§ Fragmento seleccionado
+++

Fueron años buenos, plácidos. Mi hija con cuatro, con cinco, con seis. Mi hijo con algunos años más. Ambos con las manos llenas de preguntas, a cada instante, de esas que creíamos saber responder. Ese fue el tiempo en el que en casa hicimos grullas. Mil grullas para conmemorar en el colegio el día de la Paz y a Sadako Sasaki, una niña fuerte y atlética que, en 1945, con tan solo dos años, estaba en su casa cuando EE.UU. lanzó la bomba atómica en la ciudad de Hiroshima. Salió despedida por la ventana y quedó atrapada por la lluvia negra, pero a pesar de todo, sobrevivió. Sobrevivió hasta que a los once años enfermó de leucemia maligna aguda y fue hospitalizada. Su compañera de habitación le contó la leyenda japonesa de las mil grullas: a quien pliegue mil grullas de origami, se le concederá cualquier deseo. Ella le enseñó a Sadako cómo doblar las grullas de papel. El deseo le quemaba la sangre. A mí me enseñó mi hija a hacer grullas. El deseo de Sadako, sin embargo, no se cumplió.

+++

§ Datos extraídos
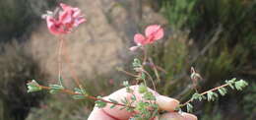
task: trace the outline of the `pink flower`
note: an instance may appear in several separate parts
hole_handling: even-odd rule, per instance
[[[58,17],[54,17],[52,12],[46,15],[47,27],[52,34],[67,34],[80,24],[86,22],[86,19],[81,15],[79,8],[72,8],[61,3],[61,11],[55,13]]]
[[[152,25],[147,27],[145,30],[145,34],[136,33],[134,35],[134,41],[137,45],[146,45],[150,43],[154,43],[158,39],[161,39],[163,37],[163,30],[159,25]]]

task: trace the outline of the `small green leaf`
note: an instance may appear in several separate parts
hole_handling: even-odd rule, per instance
[[[147,87],[146,87],[144,84],[141,84],[141,85],[139,86],[139,92],[140,92],[140,93],[145,93],[146,91],[148,91]]]
[[[145,73],[142,73],[142,74],[141,74],[141,79],[142,79],[142,80],[145,80],[145,79],[146,79]]]
[[[208,100],[208,101],[213,100],[213,93],[214,93],[213,91],[208,91],[208,92],[207,92],[207,100]]]
[[[80,94],[88,94],[85,89],[78,89],[78,88],[75,88],[74,90],[75,90],[76,93],[80,93]]]
[[[112,104],[112,105],[110,106],[111,109],[114,108],[114,107],[115,107],[115,104]]]
[[[133,94],[132,97],[131,97],[131,99],[132,99],[133,101],[136,101],[136,99],[137,99],[137,98],[136,98],[136,95]]]
[[[80,94],[76,94],[76,95],[72,95],[72,97],[76,100],[79,100],[79,99],[85,99],[85,95],[80,95]]]
[[[226,93],[226,89],[221,88],[218,90],[218,91],[221,93],[221,95],[224,95]]]
[[[139,68],[139,67],[141,67],[141,66],[142,66],[141,61],[140,61],[139,59],[135,58],[135,59],[133,60],[133,67],[134,67],[134,68]]]
[[[51,90],[64,90],[64,88],[60,85],[49,85],[49,87]]]
[[[50,87],[50,93],[54,94],[59,92],[60,90],[64,90],[64,88],[60,85],[49,85]]]
[[[111,102],[113,102],[113,103],[118,103],[118,101],[116,101],[116,100],[114,100],[114,99],[112,99],[112,98],[108,98],[109,99],[109,101],[111,101]]]
[[[101,100],[96,100],[96,106],[98,107],[98,108],[103,108],[106,106],[106,102],[103,102]]]
[[[246,83],[243,80],[234,83],[234,87],[237,90],[242,90],[242,89],[245,88],[246,86],[248,86],[248,83]]]
[[[28,92],[33,92],[42,90],[42,88],[34,80],[28,83],[27,86],[28,86]]]

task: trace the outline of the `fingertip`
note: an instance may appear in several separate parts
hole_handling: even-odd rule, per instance
[[[160,117],[160,120],[197,120],[197,117],[193,114],[189,113],[177,113],[177,112],[169,112],[164,113]]]
[[[174,111],[174,109],[179,105],[179,101],[174,98],[170,98],[164,95],[157,96],[157,103],[161,110]]]
[[[182,112],[181,115],[186,119],[186,120],[197,120],[197,116],[193,114],[189,114],[186,112]]]

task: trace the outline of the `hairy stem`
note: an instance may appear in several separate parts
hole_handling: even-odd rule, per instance
[[[221,88],[224,88],[224,87],[226,87],[226,86],[228,86],[228,84],[224,84],[224,85],[223,85],[223,86],[220,86],[220,87],[214,88],[214,89],[212,89],[212,90],[206,90],[206,91],[200,93],[200,95],[207,94],[209,91],[214,91],[214,90],[219,90],[219,89],[221,89]],[[183,104],[180,104],[179,106],[180,106],[180,107],[185,106],[187,103],[189,103],[189,102],[191,102],[191,101],[193,101],[192,98],[190,98],[189,100],[187,100],[187,101],[184,102]]]

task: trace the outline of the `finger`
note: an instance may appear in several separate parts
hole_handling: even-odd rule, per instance
[[[172,112],[179,105],[179,101],[164,95],[158,95],[157,104],[159,104],[161,110]]]
[[[159,120],[197,120],[197,117],[193,114],[182,112],[169,112],[162,114]]]
[[[106,115],[102,109],[95,108],[90,114],[88,120],[115,120],[110,116]]]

+++

Prosiga el fragmento sobre Sadako Sasaki y las mil grullas a partir de su última oración. Los datos no guardan relación alguna con el fragmento.

Recordamos a Sadako este verano en nuestro periplo por Japón. Mi marido y yo lloramos en cada esquina del Museo Memorial de la Paz de Hiroshima. Mi hija volvió a contarnos su historia al tiempo que plegaba con mimo un trozo de papel cuadrado.
Jueves. 25 de enero. Fue un día malo, hostil. Ya saben, alguna discusión sin demasiada importancia en la oficina; pasear por una de las arterias de la ciudad y vislumbrar a lo lejos aquella persona que una vez amamos y que lleva años muerta –¿les ha pasado alguna vez, confundir a alguien con un muerto?–; la lluvia, que no termina de brotar; el sol, que no acaba por clarear el día; el ánimo empantanado, polvoriento; el dolor de la hernia que me acompaña desde hace décadas y que no cede; la muerte de una compañera a la que lloras y de la que no te pudiste despedir.